## Begin Supplied records

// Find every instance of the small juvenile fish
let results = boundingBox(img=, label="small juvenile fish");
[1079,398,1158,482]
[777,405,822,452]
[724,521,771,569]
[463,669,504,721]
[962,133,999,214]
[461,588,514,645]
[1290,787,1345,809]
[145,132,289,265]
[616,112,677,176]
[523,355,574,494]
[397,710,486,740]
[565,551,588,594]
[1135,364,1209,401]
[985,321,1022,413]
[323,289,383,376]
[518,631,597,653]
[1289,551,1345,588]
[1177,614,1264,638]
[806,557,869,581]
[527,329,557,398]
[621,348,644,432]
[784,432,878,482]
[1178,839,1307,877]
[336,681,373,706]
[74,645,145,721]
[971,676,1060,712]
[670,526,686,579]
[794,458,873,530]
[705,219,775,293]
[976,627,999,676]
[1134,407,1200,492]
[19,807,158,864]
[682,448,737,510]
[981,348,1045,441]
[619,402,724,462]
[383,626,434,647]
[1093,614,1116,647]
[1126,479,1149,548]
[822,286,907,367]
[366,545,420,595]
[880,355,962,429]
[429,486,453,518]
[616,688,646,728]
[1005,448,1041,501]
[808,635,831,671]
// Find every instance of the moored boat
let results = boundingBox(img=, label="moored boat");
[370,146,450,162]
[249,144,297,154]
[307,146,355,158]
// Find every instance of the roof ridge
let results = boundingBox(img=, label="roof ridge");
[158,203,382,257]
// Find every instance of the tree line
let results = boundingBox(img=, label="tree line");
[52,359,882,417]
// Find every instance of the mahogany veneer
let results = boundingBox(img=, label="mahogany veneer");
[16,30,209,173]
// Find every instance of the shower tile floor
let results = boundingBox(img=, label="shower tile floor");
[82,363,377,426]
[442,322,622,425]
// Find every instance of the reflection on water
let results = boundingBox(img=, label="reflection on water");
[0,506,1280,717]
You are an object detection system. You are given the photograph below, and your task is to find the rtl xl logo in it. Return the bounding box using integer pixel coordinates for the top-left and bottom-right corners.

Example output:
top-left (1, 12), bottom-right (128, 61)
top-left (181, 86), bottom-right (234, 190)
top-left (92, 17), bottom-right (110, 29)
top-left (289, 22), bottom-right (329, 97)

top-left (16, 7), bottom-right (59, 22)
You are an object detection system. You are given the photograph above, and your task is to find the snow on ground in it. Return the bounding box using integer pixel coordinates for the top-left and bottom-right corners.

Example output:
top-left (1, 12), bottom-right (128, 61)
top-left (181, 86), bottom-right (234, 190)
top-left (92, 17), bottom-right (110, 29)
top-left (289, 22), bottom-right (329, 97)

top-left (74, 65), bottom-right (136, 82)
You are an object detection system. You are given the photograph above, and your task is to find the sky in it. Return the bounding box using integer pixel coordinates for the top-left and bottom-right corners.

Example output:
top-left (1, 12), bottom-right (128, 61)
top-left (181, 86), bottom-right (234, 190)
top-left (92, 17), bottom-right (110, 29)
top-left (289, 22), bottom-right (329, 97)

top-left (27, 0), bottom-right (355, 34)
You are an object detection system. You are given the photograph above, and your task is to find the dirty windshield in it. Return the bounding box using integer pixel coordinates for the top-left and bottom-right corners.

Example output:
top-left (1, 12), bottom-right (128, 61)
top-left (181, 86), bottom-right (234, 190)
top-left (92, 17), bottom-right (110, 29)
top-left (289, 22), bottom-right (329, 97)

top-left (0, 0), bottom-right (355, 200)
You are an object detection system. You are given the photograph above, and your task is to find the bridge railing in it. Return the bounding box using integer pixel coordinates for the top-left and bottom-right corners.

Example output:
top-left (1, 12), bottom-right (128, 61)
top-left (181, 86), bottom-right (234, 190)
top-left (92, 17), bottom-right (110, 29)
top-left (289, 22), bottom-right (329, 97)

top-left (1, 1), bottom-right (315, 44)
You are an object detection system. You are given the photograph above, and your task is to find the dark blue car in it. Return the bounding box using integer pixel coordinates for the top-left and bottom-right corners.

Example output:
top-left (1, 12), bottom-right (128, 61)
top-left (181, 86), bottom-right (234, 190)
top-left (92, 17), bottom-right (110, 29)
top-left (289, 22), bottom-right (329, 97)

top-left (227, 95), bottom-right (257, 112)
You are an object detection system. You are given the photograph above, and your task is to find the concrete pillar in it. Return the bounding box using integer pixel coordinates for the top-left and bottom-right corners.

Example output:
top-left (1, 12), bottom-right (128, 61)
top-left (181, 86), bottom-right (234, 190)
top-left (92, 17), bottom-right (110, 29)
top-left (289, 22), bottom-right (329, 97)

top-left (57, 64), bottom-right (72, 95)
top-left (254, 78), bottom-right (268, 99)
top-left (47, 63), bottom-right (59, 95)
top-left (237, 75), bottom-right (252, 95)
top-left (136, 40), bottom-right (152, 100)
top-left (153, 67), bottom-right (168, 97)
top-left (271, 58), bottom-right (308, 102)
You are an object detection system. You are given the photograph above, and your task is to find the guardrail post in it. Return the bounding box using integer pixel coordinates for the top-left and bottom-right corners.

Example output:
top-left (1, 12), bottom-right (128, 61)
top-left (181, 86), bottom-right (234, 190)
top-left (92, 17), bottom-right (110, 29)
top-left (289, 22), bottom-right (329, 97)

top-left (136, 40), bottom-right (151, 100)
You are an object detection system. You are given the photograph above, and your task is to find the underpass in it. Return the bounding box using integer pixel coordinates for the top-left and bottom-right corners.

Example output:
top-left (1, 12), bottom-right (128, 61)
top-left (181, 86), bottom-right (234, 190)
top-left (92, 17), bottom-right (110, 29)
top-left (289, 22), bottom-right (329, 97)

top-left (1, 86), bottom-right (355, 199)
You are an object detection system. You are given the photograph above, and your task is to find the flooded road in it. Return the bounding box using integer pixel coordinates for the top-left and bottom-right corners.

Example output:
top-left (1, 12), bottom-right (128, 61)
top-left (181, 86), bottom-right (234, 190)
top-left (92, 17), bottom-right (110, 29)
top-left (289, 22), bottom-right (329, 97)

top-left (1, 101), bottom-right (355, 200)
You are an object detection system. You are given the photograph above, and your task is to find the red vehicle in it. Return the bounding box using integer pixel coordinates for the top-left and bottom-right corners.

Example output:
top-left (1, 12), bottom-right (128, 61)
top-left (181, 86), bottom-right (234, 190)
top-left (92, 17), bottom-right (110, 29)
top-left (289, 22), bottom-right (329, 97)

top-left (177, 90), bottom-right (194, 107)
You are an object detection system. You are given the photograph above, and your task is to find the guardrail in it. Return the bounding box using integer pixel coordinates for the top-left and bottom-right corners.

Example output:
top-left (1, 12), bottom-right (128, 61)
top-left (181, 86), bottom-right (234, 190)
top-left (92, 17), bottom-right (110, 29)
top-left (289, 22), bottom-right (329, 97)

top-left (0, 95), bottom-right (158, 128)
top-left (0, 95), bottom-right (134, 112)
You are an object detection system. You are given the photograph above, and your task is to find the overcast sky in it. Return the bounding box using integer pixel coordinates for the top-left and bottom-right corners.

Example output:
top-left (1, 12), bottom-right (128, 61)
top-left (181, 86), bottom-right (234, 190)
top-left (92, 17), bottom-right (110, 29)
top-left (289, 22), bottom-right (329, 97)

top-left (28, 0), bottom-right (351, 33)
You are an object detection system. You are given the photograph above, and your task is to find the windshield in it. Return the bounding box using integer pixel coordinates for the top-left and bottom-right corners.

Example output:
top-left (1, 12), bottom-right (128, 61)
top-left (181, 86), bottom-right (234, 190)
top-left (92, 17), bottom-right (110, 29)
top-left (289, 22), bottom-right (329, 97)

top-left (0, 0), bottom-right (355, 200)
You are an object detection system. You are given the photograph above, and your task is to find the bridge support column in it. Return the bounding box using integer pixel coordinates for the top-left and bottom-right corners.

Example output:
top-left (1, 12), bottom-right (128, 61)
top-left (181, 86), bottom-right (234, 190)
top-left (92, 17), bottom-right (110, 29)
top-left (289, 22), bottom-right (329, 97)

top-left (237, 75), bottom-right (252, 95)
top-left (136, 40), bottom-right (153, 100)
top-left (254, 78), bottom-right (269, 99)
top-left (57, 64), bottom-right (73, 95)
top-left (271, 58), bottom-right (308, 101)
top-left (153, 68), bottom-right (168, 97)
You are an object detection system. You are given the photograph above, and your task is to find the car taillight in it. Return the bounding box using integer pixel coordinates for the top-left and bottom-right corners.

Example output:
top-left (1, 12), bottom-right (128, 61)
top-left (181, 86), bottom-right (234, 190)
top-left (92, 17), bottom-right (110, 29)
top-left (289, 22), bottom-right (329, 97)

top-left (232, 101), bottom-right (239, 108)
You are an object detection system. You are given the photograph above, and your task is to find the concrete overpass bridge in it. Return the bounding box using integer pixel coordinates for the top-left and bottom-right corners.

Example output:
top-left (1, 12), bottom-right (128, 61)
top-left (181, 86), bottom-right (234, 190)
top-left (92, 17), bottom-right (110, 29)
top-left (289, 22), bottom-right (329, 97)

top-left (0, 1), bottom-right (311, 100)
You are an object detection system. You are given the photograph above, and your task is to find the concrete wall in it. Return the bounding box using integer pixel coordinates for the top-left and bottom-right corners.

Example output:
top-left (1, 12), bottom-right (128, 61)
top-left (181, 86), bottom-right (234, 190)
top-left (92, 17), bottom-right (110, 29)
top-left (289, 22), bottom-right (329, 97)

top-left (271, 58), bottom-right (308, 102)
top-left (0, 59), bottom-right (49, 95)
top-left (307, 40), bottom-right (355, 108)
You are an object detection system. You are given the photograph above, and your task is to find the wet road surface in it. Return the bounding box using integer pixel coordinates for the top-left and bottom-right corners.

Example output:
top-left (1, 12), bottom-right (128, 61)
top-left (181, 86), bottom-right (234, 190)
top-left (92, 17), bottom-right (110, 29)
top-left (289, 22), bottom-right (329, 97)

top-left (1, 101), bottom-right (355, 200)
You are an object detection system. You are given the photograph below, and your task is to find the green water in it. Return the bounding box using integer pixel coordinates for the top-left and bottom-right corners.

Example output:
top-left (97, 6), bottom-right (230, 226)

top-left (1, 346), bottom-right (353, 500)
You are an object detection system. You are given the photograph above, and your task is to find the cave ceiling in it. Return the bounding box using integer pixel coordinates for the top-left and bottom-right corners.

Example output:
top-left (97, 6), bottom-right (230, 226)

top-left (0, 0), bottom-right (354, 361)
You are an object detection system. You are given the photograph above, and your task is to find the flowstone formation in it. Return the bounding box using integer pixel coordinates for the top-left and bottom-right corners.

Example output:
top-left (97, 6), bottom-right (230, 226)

## End Supplied records

Repeat the part of the material that opens with the line containing "the tree line" and closes with the line containing "top-left (74, 65), bottom-right (136, 82)", keeping both of those lines.

### Output for this task
// Find every instance of the tree line
let results = boundingBox(img=, label="tree line");
[52,359,882,417]
// Find every instance of the mahogany veneer
let results = boundingBox(img=, label="mahogany veneer");
[16,30,209,173]
// Find every instance of the shower tile floor
let results = boundingBox(img=, label="shower tile floor");
[82,363,377,426]
[442,322,622,425]
// Find every instance of the reflection on water
let results = boundingBox(img=, label="reflection on water");
[0,506,1280,717]
You are an object detection system. You are given the photograph below, and your task is to find the rtl xl logo in it. Return the bounding box using integer pixel coordinates for the top-left and bottom-right corners.

Example output:
top-left (1, 12), bottom-right (128, 61)
top-left (181, 86), bottom-right (234, 190)
top-left (92, 17), bottom-right (110, 29)
top-left (289, 22), bottom-right (329, 97)

top-left (16, 7), bottom-right (59, 22)
You are an object detection system. You are given the photograph above, and your task is to find the snow on ground in it. Return the bounding box using integer pixel coordinates for the top-left and bottom-right corners.

Example output:
top-left (1, 12), bottom-right (128, 61)
top-left (181, 86), bottom-right (234, 190)
top-left (92, 17), bottom-right (110, 29)
top-left (289, 22), bottom-right (329, 97)

top-left (74, 65), bottom-right (136, 82)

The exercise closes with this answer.